Source excerpt
## Start
- Theatrical release poster
- Directed by: Sajid-Farhad
- Written by: Sajid-Farhad (dialogues)
- Screenplay by: Sajid-Farhad Rajan Agarwal
- Story by: K. Subash Jitendra Parmar
- Produced by: Sajid Nadiadwala
- Starring: Akshay Kumar Abhishek Bachchan Riteish Deshmukh Jacqueline Fernandez Nargis Fakhri Lisa Haydon Boman Irani Jackie Shroff
- Cinematography: Vikas Sivaraman
- Edited by: Steven H. Bernard
- Music by: Songs: Sohail Sen Mika Singh Shaarib Toshi Tanishk Bagchi Millind Gaba Score: Julius Packiam
- Production company: Nadiadwala Grandson Entertainment
- Distributed by: Eros International
- Release date: 3 June 2016;
- Running time: 134 minutes
- Country: India
- Language: Hindi
- Box office: ₹195 crore

= Housefull 3 =

2016 Indian film by Sajid-Farhad

Housefull 3 is a 2016 Indian Hindi-language comedy film co-written and directed by Sajid-Farhad and produced by Nadiadwala Grandson Entertainment. It is the third installment of the Housefull series and stars an ensemble cast consisting of Akshay Kumar, Abhishek Bachchan, Riteish Deshmukh, Jacqueline Fernandez, Nargis Fakhri, Lisa Haydon, Chunky Panday and Jackie Shroff. The film was released on 3 June 2016 and was a commercial success grossing ₹195 crore worldwide.

A sequel Housefull 4 was released on 25 October 2019. A fifth installment titled Housefull 5 with two prints Housefull 5A and Housefull 5B was released on 6 June 2025.

== Plot ==

Three robbers attempt to steal jewels from a building in London, but are captured by the police.

Six years later, Batuk Patel, a wealthy and successful businessman, disapproves marriage of his three daughters, Ganga, Jamuna, and Saraswati, as he believes that the previous ladies in his family were doomed because of marriage of his own family members. One night, at a friend's party, the girls reveal to their friend that secretly, they each have a boyfriend. Ganga, Jamuna, and Saraswati are respectively smitten with Sandy (who wants his own football club and is currently a rookie), Teddy (a wannabe racer), and Bunty (a wannabe rapper). Sandy has a self-destructive split personality named "Sundy", who stems from the racism faced by Sandy, awakening whenever he hears the word "Indian". Unbeknownst to the girls, the boys are only marrying them for Batuk's fortune.
## End
Your tasks
• a. In the entries, take the part that opens with the line containing "Pass this photo to locate to point out the combine" and closes with the line containing "x=153, y=312", and give it again with "combine harvester" swapped for "tractor", leaving everything else unchanged.
• b. Please carry on the Housefull 3 plot summary from the point where it stops.

Task input
## Start
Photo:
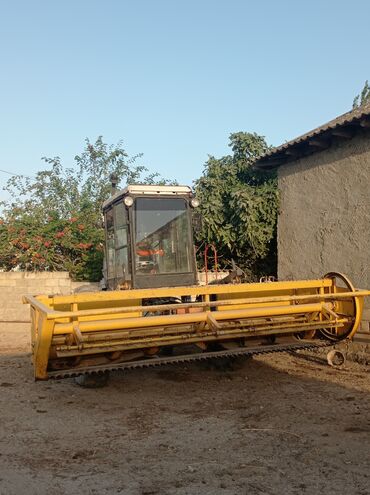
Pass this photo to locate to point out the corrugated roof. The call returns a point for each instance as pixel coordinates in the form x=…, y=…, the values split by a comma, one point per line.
x=345, y=126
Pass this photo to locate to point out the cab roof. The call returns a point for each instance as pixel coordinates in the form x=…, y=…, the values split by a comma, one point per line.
x=149, y=190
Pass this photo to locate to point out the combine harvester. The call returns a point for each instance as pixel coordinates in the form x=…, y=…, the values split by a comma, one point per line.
x=153, y=312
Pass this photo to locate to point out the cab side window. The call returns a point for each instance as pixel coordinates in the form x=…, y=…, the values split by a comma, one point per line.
x=109, y=225
x=121, y=241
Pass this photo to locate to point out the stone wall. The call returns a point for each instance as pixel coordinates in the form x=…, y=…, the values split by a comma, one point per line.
x=324, y=221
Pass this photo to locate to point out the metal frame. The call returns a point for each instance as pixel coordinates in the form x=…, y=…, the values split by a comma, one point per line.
x=66, y=329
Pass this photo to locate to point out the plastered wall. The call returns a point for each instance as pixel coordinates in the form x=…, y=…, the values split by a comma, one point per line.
x=324, y=221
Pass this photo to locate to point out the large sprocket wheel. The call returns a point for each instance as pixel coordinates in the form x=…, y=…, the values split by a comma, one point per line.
x=351, y=305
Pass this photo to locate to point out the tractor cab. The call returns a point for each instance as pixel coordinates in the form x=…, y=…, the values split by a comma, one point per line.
x=149, y=239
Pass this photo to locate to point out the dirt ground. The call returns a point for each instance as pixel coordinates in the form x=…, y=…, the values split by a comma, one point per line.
x=278, y=424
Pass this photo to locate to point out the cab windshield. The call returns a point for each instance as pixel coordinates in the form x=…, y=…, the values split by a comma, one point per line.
x=162, y=237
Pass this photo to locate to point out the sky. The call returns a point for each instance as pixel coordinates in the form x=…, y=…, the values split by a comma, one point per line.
x=172, y=79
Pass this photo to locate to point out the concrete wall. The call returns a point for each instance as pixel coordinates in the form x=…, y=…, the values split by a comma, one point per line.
x=324, y=221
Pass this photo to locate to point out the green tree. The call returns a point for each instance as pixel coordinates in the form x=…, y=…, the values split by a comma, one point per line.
x=362, y=97
x=53, y=221
x=238, y=204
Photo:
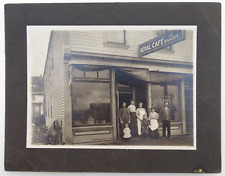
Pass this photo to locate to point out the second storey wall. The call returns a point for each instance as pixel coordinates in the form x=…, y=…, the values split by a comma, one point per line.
x=95, y=42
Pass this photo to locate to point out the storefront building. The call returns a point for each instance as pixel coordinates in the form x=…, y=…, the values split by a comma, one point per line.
x=88, y=74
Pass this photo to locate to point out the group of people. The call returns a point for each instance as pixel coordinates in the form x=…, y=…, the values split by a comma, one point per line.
x=136, y=122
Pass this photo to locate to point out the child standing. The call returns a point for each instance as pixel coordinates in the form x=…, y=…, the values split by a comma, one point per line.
x=154, y=125
x=144, y=126
x=126, y=132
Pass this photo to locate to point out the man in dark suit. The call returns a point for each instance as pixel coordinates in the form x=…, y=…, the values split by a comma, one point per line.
x=166, y=117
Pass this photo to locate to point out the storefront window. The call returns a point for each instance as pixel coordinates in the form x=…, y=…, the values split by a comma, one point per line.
x=116, y=36
x=174, y=101
x=91, y=103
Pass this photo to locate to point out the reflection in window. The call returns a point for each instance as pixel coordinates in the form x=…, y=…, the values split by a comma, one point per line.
x=101, y=74
x=91, y=103
x=104, y=74
x=91, y=74
x=78, y=73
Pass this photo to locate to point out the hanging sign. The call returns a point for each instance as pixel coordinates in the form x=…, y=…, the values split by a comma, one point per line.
x=168, y=38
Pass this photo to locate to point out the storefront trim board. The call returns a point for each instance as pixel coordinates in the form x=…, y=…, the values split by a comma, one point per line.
x=152, y=66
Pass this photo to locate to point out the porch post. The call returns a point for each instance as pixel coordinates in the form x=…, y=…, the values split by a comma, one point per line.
x=113, y=102
x=149, y=93
x=183, y=116
x=67, y=106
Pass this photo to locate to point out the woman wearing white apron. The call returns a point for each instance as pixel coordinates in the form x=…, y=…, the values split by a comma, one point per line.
x=140, y=112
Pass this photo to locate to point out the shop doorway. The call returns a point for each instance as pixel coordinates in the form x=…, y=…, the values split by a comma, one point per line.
x=125, y=94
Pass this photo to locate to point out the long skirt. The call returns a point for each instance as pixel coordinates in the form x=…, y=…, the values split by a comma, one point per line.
x=154, y=133
x=133, y=124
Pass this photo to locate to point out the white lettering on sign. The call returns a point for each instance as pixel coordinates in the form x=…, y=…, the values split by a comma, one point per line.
x=167, y=39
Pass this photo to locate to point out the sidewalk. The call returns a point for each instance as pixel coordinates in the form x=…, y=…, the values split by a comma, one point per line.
x=181, y=140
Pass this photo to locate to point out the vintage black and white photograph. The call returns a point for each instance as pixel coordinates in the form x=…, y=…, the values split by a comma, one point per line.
x=111, y=87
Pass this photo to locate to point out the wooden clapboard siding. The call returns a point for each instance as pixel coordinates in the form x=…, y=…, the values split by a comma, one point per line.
x=54, y=82
x=93, y=42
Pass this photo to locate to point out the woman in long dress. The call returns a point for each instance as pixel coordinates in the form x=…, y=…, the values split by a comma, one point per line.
x=140, y=112
x=133, y=118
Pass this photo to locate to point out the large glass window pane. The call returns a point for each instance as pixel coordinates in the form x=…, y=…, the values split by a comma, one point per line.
x=91, y=74
x=91, y=103
x=77, y=73
x=174, y=102
x=103, y=74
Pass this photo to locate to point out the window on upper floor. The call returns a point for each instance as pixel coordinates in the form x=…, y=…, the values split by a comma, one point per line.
x=115, y=38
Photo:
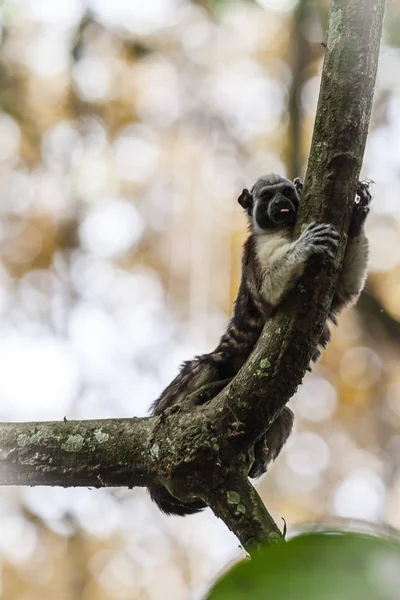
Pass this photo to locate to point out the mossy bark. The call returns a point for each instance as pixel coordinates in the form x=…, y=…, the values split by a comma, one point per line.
x=202, y=452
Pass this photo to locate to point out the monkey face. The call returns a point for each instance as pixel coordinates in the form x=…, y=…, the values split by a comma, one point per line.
x=272, y=203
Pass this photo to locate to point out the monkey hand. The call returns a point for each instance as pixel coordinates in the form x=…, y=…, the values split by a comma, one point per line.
x=361, y=209
x=318, y=238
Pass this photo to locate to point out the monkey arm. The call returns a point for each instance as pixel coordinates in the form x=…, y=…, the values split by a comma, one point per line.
x=286, y=264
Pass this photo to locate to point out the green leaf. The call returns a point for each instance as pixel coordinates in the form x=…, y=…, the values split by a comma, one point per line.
x=320, y=566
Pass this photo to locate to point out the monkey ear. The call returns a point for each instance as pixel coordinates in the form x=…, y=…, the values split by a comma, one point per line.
x=246, y=200
x=298, y=184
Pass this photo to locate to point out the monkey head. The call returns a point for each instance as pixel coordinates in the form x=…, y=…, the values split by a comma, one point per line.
x=272, y=202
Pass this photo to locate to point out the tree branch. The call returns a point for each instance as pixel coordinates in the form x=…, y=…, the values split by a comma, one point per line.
x=201, y=451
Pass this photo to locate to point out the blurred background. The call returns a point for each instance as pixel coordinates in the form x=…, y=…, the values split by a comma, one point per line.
x=127, y=131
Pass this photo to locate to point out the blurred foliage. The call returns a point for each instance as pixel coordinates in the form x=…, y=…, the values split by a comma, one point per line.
x=329, y=566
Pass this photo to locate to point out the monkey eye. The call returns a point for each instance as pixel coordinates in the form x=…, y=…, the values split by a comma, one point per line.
x=288, y=190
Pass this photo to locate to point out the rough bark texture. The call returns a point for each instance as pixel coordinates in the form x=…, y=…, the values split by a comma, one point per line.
x=202, y=452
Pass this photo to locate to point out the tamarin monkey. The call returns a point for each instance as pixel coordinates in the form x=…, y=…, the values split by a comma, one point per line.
x=272, y=263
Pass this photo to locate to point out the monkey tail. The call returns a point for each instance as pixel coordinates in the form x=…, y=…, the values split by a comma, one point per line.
x=170, y=505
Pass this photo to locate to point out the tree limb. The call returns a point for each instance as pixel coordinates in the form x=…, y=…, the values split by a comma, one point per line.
x=201, y=451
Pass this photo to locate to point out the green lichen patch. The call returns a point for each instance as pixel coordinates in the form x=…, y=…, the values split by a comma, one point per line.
x=22, y=439
x=74, y=443
x=155, y=451
x=264, y=364
x=101, y=436
x=233, y=497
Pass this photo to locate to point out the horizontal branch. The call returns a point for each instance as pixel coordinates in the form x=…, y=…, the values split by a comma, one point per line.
## End
Results
• a.
Pass this photo to locate to point out the tractor. The call returns a point for each instance as pixel coordinates in the form x=…, y=…, the values split by a comma, one point per line.
x=153, y=312

• b.
When the girls tell their father about them, Batuk takes help of restaurant owner Aakhri Pasta, who dresses up as a fortune teller who claims that when the girl's husbands first see, speak to, or set foot into Batuk's house, Batuk will die. The girls, wanting to keep their boyfriends, exploit what Pasta said by making them pretend to be disabled. Sandy pretends to be crippled, Teddy blind and Bunty mute. Batuk tests them to see if they're lying, but to no avail. The boys learn of each other's charade and decide to split Batuk's fortune among themselves. At Pasta's restaurant, Batuk reveals to Pasta that his daughters are actually the daughters of Urja Nagre, an underworld crime lord. Batuk, a former associate of Nagre's, takes care of the girls while Nagre is in jail. Batuk had lied about his belief of bad luck from marriages and orchestrated Nagre's imprisonment just so he could secretly marry the girls to his three sons, Rishi, Rohan, and Rajeev, the robbers who tried to steal the jewels, to gain Nagre's fortune. Unbeknownst to him, Nagre has immigrated in London.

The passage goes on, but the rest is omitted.